■ **Coordinate annotation records**
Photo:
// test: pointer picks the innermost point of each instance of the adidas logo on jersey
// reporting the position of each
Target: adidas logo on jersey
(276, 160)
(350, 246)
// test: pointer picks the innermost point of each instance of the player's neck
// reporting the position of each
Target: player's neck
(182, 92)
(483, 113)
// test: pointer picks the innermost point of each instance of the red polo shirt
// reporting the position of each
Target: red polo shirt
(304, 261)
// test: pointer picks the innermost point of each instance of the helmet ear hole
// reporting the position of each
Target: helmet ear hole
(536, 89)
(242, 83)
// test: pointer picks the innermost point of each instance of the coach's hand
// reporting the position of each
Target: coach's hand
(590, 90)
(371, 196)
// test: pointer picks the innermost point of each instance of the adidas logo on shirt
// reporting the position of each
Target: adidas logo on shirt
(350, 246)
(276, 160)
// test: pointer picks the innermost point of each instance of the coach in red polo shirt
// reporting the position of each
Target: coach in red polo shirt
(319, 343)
...
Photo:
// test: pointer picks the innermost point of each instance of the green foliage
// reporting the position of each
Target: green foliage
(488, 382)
...
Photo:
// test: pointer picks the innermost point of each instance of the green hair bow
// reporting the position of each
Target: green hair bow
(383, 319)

■ **TASK REQUIREMENTS**
Identify every line in the material above that contains the string "helmet", treating uppercase and lowercase as different.

■ **OUTPUT FOR THIS TASK**
// test: pointer picks the innermost point of each instance of the helmet ear hole
Target: helmet ear hole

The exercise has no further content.